→ **Directions for this task**
Quote the records below verbatim, from the line with "written like <point>31,278</point>." to the line with "<point>541,549</point>", including both of those lines.

→ **Given entries**

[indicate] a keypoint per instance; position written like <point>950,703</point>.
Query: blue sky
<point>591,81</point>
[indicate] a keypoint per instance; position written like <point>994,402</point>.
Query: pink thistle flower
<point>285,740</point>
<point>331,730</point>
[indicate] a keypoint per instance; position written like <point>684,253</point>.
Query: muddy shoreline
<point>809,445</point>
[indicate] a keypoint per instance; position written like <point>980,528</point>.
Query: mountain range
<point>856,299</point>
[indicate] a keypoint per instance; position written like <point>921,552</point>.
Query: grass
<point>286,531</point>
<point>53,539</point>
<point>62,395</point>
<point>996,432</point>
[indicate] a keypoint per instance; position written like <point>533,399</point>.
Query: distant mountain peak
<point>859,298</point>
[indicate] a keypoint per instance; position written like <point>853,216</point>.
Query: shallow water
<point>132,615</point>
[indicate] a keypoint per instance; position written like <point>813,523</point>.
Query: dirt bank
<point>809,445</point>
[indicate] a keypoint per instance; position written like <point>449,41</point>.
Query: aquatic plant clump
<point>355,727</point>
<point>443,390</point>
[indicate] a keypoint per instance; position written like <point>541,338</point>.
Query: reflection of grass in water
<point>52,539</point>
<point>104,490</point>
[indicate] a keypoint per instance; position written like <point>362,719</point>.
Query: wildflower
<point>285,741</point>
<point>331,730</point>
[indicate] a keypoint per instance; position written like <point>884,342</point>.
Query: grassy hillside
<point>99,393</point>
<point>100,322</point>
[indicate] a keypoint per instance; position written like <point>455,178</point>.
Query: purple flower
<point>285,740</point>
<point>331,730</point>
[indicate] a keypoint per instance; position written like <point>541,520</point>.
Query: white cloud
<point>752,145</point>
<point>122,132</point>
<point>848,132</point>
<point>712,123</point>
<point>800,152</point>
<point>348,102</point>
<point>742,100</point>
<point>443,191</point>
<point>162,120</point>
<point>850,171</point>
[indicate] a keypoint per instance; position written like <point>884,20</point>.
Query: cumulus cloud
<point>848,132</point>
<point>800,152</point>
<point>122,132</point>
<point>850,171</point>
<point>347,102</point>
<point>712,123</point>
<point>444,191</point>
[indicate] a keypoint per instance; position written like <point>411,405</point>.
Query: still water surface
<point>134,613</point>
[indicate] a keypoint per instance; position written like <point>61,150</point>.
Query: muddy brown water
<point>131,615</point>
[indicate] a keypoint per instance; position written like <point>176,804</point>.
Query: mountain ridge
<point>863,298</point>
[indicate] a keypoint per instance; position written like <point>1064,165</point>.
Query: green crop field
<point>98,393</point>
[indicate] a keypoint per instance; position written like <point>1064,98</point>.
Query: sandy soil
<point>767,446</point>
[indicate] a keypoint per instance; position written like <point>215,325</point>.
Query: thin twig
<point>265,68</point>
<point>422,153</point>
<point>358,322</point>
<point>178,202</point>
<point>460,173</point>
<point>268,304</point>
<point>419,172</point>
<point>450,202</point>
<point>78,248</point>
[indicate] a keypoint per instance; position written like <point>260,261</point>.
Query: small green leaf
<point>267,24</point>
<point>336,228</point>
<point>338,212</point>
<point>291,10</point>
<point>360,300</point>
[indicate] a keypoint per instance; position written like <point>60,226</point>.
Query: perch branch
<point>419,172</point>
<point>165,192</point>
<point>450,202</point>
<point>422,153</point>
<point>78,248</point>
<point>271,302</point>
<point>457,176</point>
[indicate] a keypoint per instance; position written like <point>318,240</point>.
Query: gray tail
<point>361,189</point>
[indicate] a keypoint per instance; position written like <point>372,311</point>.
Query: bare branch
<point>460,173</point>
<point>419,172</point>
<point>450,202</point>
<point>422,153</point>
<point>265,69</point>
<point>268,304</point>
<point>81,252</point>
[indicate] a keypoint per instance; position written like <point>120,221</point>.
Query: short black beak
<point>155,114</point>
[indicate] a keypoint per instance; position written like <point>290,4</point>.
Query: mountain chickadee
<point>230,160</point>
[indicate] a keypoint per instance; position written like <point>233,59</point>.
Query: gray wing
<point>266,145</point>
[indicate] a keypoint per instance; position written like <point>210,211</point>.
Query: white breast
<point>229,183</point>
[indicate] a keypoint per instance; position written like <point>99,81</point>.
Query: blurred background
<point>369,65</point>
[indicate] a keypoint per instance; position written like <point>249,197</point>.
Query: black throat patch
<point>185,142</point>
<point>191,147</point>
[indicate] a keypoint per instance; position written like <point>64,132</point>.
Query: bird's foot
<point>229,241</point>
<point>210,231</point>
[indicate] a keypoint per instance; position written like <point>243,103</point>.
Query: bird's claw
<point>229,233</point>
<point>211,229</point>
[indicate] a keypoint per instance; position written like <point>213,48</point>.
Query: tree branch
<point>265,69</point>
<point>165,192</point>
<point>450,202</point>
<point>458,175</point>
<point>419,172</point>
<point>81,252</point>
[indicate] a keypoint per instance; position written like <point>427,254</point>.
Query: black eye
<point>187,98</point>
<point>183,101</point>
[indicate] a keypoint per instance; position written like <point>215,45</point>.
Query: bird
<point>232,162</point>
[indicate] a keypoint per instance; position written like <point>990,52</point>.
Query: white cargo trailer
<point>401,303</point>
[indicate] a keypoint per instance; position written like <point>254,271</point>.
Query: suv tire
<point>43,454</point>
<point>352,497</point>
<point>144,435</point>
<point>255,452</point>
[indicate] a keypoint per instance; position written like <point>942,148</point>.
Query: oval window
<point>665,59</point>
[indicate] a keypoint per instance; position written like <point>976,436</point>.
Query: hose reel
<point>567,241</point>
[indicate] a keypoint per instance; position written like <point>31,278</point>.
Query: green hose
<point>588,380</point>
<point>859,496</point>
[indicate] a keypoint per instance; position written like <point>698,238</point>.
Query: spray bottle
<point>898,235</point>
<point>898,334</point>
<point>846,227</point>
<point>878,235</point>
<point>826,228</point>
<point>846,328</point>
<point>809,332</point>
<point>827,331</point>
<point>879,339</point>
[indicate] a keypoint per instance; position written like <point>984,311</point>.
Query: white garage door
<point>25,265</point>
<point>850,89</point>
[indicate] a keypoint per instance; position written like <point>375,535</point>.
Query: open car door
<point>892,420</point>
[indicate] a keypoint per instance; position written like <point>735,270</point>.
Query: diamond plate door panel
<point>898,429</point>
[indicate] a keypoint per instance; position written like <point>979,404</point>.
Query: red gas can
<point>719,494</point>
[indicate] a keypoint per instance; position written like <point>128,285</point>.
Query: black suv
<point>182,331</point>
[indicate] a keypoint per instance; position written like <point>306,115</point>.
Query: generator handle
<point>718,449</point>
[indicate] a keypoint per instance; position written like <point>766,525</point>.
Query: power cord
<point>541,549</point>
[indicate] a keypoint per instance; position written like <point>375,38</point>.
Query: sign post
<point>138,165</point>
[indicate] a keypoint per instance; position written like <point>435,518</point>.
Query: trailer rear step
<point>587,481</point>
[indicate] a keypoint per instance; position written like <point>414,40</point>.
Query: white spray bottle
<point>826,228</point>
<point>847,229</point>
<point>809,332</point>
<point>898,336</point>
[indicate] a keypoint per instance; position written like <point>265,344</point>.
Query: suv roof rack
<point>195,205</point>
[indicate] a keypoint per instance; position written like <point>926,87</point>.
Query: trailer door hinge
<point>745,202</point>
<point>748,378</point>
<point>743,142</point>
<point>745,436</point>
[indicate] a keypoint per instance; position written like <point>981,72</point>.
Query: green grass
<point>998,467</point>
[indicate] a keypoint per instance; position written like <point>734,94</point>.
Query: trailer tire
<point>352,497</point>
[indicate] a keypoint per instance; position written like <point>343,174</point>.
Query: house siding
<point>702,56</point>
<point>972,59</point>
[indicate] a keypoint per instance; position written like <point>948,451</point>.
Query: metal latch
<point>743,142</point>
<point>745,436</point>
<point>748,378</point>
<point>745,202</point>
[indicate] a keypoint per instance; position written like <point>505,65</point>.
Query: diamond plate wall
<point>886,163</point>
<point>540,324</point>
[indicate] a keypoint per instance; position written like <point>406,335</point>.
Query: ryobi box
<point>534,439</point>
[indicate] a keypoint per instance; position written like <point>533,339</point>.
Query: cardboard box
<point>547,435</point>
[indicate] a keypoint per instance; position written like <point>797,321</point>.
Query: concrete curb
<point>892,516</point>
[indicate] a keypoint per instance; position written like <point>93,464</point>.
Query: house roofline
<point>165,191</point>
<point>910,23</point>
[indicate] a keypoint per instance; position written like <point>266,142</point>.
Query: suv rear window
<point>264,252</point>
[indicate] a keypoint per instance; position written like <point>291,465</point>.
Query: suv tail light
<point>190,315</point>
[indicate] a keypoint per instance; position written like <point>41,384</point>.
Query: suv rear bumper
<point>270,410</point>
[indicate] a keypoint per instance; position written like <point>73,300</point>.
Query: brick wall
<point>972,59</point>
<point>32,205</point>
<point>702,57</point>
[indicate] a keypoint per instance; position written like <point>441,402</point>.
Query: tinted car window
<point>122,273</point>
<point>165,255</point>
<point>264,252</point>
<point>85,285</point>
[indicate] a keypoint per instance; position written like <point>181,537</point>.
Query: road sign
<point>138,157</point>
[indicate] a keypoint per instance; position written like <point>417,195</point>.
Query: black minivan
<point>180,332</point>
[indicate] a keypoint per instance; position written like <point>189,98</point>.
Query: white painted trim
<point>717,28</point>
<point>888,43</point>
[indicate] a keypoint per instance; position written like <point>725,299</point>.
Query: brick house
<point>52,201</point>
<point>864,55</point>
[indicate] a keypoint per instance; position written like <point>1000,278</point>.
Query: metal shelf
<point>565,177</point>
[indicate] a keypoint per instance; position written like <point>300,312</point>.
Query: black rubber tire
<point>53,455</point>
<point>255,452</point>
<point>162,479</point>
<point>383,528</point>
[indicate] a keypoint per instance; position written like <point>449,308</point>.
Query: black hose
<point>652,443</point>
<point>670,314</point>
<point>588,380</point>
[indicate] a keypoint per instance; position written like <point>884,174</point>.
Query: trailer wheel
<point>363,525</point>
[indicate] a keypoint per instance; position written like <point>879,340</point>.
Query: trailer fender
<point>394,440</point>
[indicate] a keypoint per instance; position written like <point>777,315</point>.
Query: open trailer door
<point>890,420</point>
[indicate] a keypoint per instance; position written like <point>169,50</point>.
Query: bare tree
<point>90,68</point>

→ **The completed task**
[indicate] a keypoint per instance; position written like <point>31,278</point>.
Query: green hose
<point>588,380</point>
<point>859,496</point>
[indicate] a keypoint per instance; position written like <point>698,238</point>.
Query: spray bottle
<point>898,235</point>
<point>898,334</point>
<point>846,227</point>
<point>878,235</point>
<point>826,228</point>
<point>846,328</point>
<point>809,332</point>
<point>827,331</point>
<point>879,339</point>
[indicate] a keypoint per instance; position written like <point>984,311</point>.
Query: white garage door
<point>25,265</point>
<point>850,89</point>
[indicate] a keypoint per instance; position written like <point>375,535</point>.
Query: open car door
<point>892,420</point>
[indicate] a keypoint per instance; position written like <point>735,270</point>.
Query: diamond plate door panel
<point>898,429</point>
[indicate] a keypoint per instance; position written like <point>979,404</point>.
Query: red gas can
<point>719,494</point>
[indicate] a keypoint per instance; position written like <point>128,285</point>.
Query: black suv
<point>182,331</point>
[indicate] a keypoint per instance; position written like <point>306,115</point>.
Query: generator handle
<point>718,449</point>
[indicate] a keypoint per instance; position written like <point>766,525</point>.
Query: power cord
<point>541,549</point>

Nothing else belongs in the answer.